> **SOURCE DOCUMENT**

[Numpy-discussion] how is y += x computed when y.strides = (0, 8) and x.strides=(16, 8) ?

Friedrich Romstedt friedrichromstedt at gmail.com
Wed Sep 5 19:55:20 EDT 2012


Poor Sebastian, you make the mistake of asking difficult questions.

I noticed that it should be [6, 10] not [6, 12], and in fact is with numpy-1.4.1; while I observe the [4, 6] result with numpy-1.6.1.  Logs follow:

numpy-1.4.1 in Python-2.6.5 on Mac (intel 64bit) with Python + numpy built from sources dual-arch.  The result in terms of output does not depend on the architecture chosen for run.  The other is numpy-1.6.1 with Python-2.7.2.

numpy-1.4.1 (64bit Python 2.6.5):

Python 2.6.5 (r265:79063, Jul 18 2010, 12:14:53) 
[GCC 4.2.1 (Apple Inc. build 5659)] on darwin
Type "help", "copyright", "credits" or "license" for more information.
>>> import numpy
>>> print numpy.__version__
1.4.1
>>> import numpy
>>> 
>>> x = numpy.arange(6).reshape((3,2))
>>> y = numpy.arange(2)
>>> 
>>> print 'x=\n', x
x=
[[0 1]
 [2 3]
 [4 5]]
>>> print 'y=\n', y
y=
[0 1]
>>> 
>>> u,v = numpy.broadcast_arrays(x, y)
>>> 
>>> print 'u=\n', u
u=
[[0 1]
 [2 3]
 [4 5]]
>>> print 'v=\n', v
v=
[[0 1]
 [0 1]
 [0 1]]
>>> print 'v.strides=\n', v.strides
v.strides=
(0, 8)
>>> 
>>> v += u
>>> 
>>> print 'v=\n', v  # expectation: v = [[6,12], [6,12], [6,12]]
v=
[[ 6 10]
 [ 6 10]
 [ 6 10]]
>>> print 'u=\n', u
u=
[[0 1]
 [2 3]
 [4 5]]
>>> print 'y=\n', y  # expectation: y = [6,12]
y=
[ 6 10]

And numpy-1.6.1 (64bit Python-2.7.2):

Python 2.7.2 (default, Mar 15 2012, 15:42:23) 
[GCC 4.2.1 (Apple Inc. build 5664)] on darwin
Type "help", "copyright", "credits" or "license" for more information.
[fiddling with sys.maxint edited out]
>>> import numpy
>>> 
>>> x = numpy.arange(6).reshape((3,2))
>>> y = numpy.arange(2)
>>> 
>>> print 'x=\n', x
x=
[[0 1]
 [2 3]
 [4 5]]
>>> print 'y=\n', y
y=
[0 1]
>>> 
>>> u,v = numpy.broadcast_arrays(x, y)
>>> 
>>> print 'u=\n', u
u=
[[0 1]
 [2 3]
 [4 5]]
>>> print 'v=\n', v
v=
[[0 1]
 [0 1]
 [0 1]]
>>> print 'v.strides=\n', v.strides
v.strides=
(0, 8)
>>> 
>>> v += u
>>> 
>>> print 'v=\n', v  # expectation: v = [[6,12], [6,12], [6,12]]
v=
[[4 6]
 [4 6]
 [4 6]]
>>> print 'u=\n', u
u=
[[0 1]
 [2 3]
 [4 5]]
>>> print 'y=\n', y  # expectation: y = [6,12]
y=
[4 6]

Maybe this helps bisecting it.

Friedrich.

P.S.: I took the time scrolling through the tickets, with an empty set resulting (first three pages by date or so).  This does not mean such a ticket does not exist.  Also the docs are rather quiet about this (e.g. http://docs.scipy.org/doc/numpy/reference/generated/numpy.ndarray.__iadd__.html#numpy.ndarray.__iadd__, or http://docs.scipy.org/doc/numpy/reference/arrays.ndarray.html#arithmetic-and-comparison-operations).

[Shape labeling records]
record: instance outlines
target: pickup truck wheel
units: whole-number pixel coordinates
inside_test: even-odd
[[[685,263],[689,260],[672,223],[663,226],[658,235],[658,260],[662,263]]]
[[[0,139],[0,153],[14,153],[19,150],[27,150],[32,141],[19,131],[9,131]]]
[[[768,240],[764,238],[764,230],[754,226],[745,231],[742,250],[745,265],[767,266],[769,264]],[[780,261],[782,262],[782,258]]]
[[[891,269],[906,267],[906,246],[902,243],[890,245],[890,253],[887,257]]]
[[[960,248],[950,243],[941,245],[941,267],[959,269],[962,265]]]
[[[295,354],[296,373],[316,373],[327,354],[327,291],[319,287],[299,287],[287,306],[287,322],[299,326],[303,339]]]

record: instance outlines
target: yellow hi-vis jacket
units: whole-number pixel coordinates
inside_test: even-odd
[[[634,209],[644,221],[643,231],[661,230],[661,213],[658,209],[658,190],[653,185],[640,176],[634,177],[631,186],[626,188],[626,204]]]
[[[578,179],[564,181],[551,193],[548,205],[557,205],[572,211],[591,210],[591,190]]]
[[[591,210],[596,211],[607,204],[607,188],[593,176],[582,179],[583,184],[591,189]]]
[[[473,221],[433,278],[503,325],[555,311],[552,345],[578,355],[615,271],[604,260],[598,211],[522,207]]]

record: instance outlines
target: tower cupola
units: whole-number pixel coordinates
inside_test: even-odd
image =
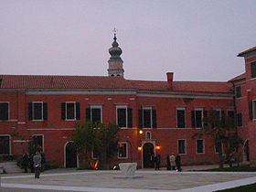
[[[113,30],[113,42],[112,44],[112,48],[109,48],[109,53],[111,55],[110,59],[108,60],[109,69],[108,73],[109,76],[122,76],[123,77],[123,59],[121,59],[122,49],[119,48],[119,44],[117,43],[116,37],[116,29]]]

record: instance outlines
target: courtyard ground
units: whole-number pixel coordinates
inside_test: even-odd
[[[120,171],[54,169],[35,179],[33,174],[1,176],[1,191],[215,191],[256,183],[254,172],[189,172],[218,167],[218,165],[184,166],[184,172],[137,170],[143,178],[113,178]]]

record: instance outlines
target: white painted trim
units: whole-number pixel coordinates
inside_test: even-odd
[[[90,104],[90,112],[91,112],[91,121],[92,122],[92,109],[100,109],[101,110],[101,123],[102,123],[102,106],[103,104]]]
[[[9,101],[0,101],[0,103],[8,103],[8,119],[7,120],[0,120],[0,122],[6,122],[10,119],[10,102]]]
[[[199,141],[199,140],[201,140],[201,141],[203,141],[203,153],[198,153],[198,151],[197,151],[197,141]],[[197,155],[202,155],[202,154],[205,154],[206,153],[206,147],[205,147],[205,145],[206,145],[206,144],[205,144],[205,140],[204,139],[197,139],[197,141],[196,141],[196,153],[197,153]]]
[[[34,106],[34,104],[35,103],[40,103],[41,104],[41,119],[37,119],[37,120],[35,120],[35,114],[34,114],[34,112],[35,112],[35,106]],[[43,116],[44,116],[44,105],[43,105],[43,101],[32,101],[32,121],[35,121],[35,122],[42,122],[42,121],[44,121],[44,119],[43,119]]]
[[[29,128],[27,130],[37,130],[37,131],[72,131],[72,130],[75,130],[75,128]]]
[[[12,141],[11,141],[11,135],[10,134],[0,134],[0,137],[1,136],[8,136],[9,137],[9,154],[2,154],[0,155],[12,155]]]
[[[147,133],[149,133],[149,138],[147,138],[147,136],[146,136]],[[152,134],[151,134],[151,132],[150,132],[150,131],[146,131],[144,135],[145,135],[145,139],[151,139],[151,138],[152,138],[152,137],[151,137]]]
[[[128,157],[129,157],[129,149],[128,149],[128,142],[118,142],[118,147],[119,147],[119,144],[126,144],[126,147],[125,147],[125,151],[126,151],[126,156],[123,156],[123,157],[122,157],[122,156],[119,156],[119,152],[117,153],[117,158],[118,159],[128,159]],[[131,146],[132,147],[132,146]]]
[[[144,168],[144,145],[147,143],[150,143],[153,144],[154,147],[154,155],[155,155],[155,140],[146,140],[142,141],[142,151],[141,151],[141,158],[142,158],[142,168]]]
[[[185,127],[186,127],[186,108],[185,107],[176,107],[176,128],[184,129],[185,127],[177,127],[177,111],[184,111],[184,123],[185,123]]]
[[[74,119],[68,119],[68,103],[73,103],[74,104]],[[65,102],[65,107],[66,107],[66,119],[65,121],[76,121],[77,118],[77,111],[76,111],[76,101],[66,101]]]
[[[42,149],[43,149],[43,152],[44,152],[45,151],[45,135],[41,134],[41,133],[39,133],[39,134],[32,134],[32,138],[34,136],[42,136]]]
[[[87,94],[87,95],[123,95],[123,94],[135,94],[137,97],[164,97],[164,98],[190,98],[190,99],[212,99],[212,100],[233,100],[233,94],[232,93],[216,93],[216,92],[207,92],[207,93],[201,93],[197,92],[197,94],[195,94],[194,92],[140,92],[137,91],[131,91],[131,90],[105,90],[105,89],[99,89],[97,91],[93,90],[85,90],[85,91],[78,91],[78,90],[56,90],[56,91],[48,91],[48,90],[42,90],[42,91],[28,91],[26,92],[27,95],[67,95],[67,94]],[[106,98],[107,99],[107,98]]]
[[[185,141],[185,154],[178,153],[178,142],[179,141]],[[176,153],[179,155],[187,155],[187,139],[177,139],[177,146],[176,146]]]
[[[150,127],[144,127],[144,111],[149,110],[150,111]],[[151,106],[144,106],[143,107],[143,128],[153,128],[153,116],[152,116],[152,107]]]
[[[126,122],[126,126],[125,127],[121,127],[121,128],[128,128],[128,107],[127,107],[128,104],[122,104],[122,105],[119,105],[119,104],[116,104],[116,124],[118,124],[118,112],[117,112],[117,110],[118,109],[125,109],[125,122]]]

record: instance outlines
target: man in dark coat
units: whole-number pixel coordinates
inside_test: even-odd
[[[160,154],[156,154],[155,156],[155,170],[156,169],[160,170],[160,162],[161,162]]]
[[[176,170],[177,171],[181,171],[181,167],[180,167],[180,155],[179,154],[176,155]]]
[[[27,173],[27,166],[28,166],[28,156],[27,154],[25,152],[22,155],[22,167],[24,168],[25,173]]]
[[[167,155],[167,156],[166,156],[166,164],[167,164],[166,169],[167,169],[167,170],[171,170],[171,165],[170,165],[170,157],[169,157],[169,155]]]

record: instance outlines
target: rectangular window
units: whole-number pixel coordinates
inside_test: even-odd
[[[0,120],[9,119],[9,102],[0,102]]]
[[[185,109],[177,108],[176,109],[176,126],[177,128],[185,128]]]
[[[256,61],[251,63],[251,79],[256,78]]]
[[[202,128],[203,126],[203,109],[195,109],[191,111],[191,121],[193,128]]]
[[[228,117],[230,117],[230,118],[234,118],[235,117],[234,110],[228,110]]]
[[[238,126],[241,127],[242,126],[242,114],[238,113]]]
[[[186,140],[185,139],[177,140],[177,153],[186,154]]]
[[[205,141],[203,139],[197,140],[197,154],[205,153]]]
[[[236,87],[236,97],[237,98],[241,97],[240,86]]]
[[[128,158],[127,143],[118,143],[118,158]]]
[[[10,136],[0,135],[0,155],[10,155]]]
[[[86,120],[91,121],[93,124],[102,123],[102,105],[91,105],[86,109]]]
[[[144,128],[152,128],[152,115],[151,110],[144,109]]]
[[[127,106],[119,106],[116,109],[117,124],[120,127],[127,127]]]
[[[80,102],[67,101],[61,102],[61,119],[80,120]]]

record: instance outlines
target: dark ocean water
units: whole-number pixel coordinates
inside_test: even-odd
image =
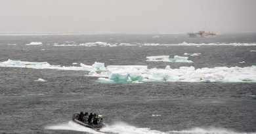
[[[2,35],[0,36],[0,61],[11,59],[47,61],[51,65],[66,66],[71,66],[74,62],[92,65],[98,61],[105,63],[105,65],[148,65],[148,68],[164,68],[167,65],[171,68],[181,66],[242,67],[256,65],[256,52],[250,52],[256,50],[255,46],[52,45],[54,42],[61,44],[67,41],[160,44],[178,44],[184,41],[194,43],[256,42],[255,33],[227,34],[216,38],[159,35],[160,37],[155,39],[153,36],[135,34]],[[42,42],[44,45],[24,45],[33,41]],[[7,45],[13,43],[16,45]],[[183,56],[185,52],[201,53],[201,55],[190,57],[194,63],[146,61],[146,56],[173,57]],[[239,63],[243,61],[245,63]],[[108,129],[117,133],[256,132],[256,83],[102,84],[96,82],[97,78],[85,76],[86,73],[0,67],[0,133],[96,133],[70,122],[72,114],[81,110],[93,112],[98,110],[103,113],[104,122],[110,126]],[[47,81],[33,81],[39,78]],[[152,116],[152,114],[161,116]]]

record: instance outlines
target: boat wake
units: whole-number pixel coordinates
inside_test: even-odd
[[[45,129],[77,131],[93,134],[256,134],[256,133],[239,133],[228,129],[213,127],[207,128],[194,127],[187,130],[162,132],[157,130],[152,130],[147,127],[137,127],[123,122],[118,122],[110,126],[107,125],[106,127],[101,129],[100,131],[97,131],[79,125],[73,121],[70,121],[66,124],[47,126],[45,127]]]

> **INSTRUCTIONS FOR THE TASK**
Can you return the NumPy mailing-list post verbatim from "I noticed that" to "18 2010, 12:14:53)"?

> **COMPLETE OUTPUT**
I noticed that it should be [6, 10] not [6, 12], and in fact is with numpy-1.4.1; while I observe the [4, 6] result with numpy-1.6.1.  Logs follow:

numpy-1.4.1 in Python-2.6.5 on Mac (intel 64bit) with Python + numpy built from sources dual-arch.  The result in terms of output does not depend on the architecture chosen for run.  The other is numpy-1.6.1 with Python-2.7.2.

numpy-1.4.1 (64bit Python 2.6.5):

Python 2.6.5 (r265:79063, Jul 18 2010, 12:14:53)